## Set problem
Count the lines in the items below that contain the string "covered", and give only that number.
____
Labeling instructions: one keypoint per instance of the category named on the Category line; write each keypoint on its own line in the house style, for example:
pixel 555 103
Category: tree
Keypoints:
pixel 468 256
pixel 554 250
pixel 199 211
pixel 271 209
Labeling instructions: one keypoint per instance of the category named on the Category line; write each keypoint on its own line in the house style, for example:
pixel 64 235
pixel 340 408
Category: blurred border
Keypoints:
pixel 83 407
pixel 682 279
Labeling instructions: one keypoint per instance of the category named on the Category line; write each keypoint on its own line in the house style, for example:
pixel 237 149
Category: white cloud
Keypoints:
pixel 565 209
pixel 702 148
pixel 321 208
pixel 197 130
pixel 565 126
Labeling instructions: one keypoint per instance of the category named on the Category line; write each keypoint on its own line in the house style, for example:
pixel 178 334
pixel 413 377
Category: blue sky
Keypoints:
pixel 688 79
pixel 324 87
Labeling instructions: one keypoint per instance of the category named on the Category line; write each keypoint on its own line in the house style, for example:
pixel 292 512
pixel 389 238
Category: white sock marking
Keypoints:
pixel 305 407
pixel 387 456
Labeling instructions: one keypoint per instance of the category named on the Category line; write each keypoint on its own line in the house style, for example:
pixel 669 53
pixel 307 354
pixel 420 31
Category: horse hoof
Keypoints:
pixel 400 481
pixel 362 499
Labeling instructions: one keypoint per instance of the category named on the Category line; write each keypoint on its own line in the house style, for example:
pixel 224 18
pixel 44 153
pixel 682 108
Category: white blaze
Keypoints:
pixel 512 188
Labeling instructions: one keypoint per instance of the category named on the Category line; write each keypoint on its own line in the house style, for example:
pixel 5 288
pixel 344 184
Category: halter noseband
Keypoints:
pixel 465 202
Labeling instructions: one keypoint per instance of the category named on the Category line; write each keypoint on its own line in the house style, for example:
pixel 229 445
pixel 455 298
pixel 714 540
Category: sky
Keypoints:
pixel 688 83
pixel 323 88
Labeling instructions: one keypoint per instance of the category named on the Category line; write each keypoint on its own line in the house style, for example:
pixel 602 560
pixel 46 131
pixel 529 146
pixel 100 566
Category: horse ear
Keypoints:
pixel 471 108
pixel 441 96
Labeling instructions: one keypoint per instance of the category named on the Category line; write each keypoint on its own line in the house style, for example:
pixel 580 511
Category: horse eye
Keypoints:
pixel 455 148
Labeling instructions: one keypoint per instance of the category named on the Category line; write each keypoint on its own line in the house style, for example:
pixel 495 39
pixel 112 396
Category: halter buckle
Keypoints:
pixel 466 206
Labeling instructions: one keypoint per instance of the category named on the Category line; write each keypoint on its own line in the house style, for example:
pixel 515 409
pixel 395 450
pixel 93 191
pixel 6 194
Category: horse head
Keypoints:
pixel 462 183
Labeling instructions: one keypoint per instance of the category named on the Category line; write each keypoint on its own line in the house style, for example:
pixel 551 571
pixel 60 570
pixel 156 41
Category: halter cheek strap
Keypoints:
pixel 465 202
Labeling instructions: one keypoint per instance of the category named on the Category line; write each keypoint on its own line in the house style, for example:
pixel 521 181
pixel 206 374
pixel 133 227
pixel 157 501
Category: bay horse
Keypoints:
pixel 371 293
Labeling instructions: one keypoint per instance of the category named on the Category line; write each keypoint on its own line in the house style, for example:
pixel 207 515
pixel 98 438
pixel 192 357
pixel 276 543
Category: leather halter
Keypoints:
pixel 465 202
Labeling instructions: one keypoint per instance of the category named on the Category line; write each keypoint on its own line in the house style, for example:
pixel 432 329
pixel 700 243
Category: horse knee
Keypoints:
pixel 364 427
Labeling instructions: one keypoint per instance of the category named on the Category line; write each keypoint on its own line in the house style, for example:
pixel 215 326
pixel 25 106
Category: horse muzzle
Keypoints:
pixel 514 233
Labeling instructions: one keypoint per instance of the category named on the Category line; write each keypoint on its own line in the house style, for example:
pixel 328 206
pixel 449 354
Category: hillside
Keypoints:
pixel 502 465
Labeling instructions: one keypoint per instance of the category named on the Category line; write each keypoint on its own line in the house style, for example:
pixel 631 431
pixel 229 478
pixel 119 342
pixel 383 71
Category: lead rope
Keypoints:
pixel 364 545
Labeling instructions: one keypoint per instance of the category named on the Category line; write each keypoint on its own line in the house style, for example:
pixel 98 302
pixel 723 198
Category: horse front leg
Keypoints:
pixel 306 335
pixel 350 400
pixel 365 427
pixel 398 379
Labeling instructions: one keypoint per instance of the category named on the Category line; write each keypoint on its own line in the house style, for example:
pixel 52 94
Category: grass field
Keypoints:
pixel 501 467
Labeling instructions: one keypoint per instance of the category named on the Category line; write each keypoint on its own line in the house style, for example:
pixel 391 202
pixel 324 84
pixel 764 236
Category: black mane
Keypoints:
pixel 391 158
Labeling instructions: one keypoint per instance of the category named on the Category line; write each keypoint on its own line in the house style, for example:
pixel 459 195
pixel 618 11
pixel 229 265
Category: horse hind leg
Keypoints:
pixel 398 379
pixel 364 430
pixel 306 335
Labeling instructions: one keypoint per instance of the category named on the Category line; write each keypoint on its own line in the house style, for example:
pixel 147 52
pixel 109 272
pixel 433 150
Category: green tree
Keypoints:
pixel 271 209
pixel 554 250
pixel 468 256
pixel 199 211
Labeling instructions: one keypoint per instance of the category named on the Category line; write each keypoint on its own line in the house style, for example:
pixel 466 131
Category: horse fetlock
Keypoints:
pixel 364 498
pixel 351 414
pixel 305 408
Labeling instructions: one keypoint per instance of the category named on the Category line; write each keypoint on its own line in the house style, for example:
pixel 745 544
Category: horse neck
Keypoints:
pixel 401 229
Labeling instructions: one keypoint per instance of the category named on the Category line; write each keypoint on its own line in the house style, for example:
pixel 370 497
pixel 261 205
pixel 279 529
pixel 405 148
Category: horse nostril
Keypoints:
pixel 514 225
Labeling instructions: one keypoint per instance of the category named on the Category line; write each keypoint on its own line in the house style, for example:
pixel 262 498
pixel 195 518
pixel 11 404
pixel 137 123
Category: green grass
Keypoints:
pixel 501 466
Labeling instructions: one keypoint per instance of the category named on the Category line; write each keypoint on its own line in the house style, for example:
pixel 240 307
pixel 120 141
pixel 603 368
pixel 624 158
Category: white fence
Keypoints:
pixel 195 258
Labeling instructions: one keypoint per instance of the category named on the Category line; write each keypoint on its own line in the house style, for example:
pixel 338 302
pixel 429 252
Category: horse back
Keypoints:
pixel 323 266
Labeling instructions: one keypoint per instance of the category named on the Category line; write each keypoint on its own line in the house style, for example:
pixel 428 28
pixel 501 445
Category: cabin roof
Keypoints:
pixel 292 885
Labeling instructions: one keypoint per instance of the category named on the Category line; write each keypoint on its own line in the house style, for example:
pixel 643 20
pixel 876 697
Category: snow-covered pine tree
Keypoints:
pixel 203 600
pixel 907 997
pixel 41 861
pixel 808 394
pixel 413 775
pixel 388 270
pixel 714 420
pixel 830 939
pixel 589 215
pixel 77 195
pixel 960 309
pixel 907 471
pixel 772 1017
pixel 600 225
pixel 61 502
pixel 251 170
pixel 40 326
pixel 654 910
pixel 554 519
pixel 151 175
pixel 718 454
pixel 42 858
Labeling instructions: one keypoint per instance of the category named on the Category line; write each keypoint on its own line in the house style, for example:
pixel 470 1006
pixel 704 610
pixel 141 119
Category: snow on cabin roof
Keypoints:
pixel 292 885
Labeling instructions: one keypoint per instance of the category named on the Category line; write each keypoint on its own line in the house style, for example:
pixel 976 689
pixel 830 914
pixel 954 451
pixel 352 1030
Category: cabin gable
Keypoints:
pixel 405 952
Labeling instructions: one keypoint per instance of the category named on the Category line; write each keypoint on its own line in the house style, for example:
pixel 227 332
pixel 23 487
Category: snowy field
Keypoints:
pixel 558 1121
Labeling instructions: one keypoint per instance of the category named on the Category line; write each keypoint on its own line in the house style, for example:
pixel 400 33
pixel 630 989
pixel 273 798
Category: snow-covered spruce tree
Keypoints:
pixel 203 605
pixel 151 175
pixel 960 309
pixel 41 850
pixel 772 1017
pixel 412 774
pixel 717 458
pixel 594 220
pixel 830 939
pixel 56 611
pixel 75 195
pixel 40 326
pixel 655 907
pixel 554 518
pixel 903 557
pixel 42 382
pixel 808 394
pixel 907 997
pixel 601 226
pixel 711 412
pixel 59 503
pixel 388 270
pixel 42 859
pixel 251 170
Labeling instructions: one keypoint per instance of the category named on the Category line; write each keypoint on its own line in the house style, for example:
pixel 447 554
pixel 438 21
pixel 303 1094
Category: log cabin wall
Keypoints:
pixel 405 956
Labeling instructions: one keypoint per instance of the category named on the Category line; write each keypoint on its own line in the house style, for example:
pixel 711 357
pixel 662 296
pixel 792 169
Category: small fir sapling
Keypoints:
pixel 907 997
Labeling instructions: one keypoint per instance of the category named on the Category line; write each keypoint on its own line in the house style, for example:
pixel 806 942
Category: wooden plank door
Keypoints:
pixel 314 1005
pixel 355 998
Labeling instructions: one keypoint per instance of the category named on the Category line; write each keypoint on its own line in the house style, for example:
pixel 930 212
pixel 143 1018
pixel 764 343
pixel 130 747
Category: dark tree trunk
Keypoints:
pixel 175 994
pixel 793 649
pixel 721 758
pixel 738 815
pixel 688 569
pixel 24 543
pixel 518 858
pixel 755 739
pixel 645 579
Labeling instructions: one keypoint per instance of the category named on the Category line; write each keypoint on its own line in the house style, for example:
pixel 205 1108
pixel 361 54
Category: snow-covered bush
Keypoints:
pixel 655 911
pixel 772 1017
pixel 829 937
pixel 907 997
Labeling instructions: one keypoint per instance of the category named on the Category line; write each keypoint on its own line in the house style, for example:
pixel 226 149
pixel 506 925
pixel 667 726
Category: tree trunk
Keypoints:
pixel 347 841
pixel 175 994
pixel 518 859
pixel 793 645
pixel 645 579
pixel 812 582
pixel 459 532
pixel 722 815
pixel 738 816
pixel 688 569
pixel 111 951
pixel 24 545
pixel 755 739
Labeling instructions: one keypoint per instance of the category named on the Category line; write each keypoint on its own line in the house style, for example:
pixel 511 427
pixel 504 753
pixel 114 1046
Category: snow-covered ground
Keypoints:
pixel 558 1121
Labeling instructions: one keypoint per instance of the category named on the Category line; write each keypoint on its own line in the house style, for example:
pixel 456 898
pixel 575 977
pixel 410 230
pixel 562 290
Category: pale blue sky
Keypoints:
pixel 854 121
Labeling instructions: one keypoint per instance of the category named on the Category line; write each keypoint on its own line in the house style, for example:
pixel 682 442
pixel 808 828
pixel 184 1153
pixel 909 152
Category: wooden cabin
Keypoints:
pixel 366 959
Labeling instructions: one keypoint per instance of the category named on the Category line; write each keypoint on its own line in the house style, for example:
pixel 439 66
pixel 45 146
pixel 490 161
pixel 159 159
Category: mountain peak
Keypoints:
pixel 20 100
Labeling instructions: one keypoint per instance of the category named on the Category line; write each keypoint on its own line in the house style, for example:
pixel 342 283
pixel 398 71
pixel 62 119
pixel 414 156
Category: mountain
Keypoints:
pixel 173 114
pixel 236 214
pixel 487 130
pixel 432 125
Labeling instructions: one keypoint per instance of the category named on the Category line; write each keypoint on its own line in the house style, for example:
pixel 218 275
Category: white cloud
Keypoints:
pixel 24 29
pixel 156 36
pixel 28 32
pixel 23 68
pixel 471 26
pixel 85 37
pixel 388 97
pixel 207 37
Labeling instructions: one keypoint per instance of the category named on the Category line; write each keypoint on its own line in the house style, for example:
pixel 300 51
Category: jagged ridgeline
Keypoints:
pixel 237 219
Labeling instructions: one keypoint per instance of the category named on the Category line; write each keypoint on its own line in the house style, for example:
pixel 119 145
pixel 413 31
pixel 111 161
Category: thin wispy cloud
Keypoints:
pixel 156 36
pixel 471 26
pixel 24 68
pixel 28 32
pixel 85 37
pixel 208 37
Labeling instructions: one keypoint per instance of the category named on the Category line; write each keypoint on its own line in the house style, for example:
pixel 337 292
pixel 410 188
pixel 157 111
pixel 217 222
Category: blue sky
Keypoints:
____
## Correct response
4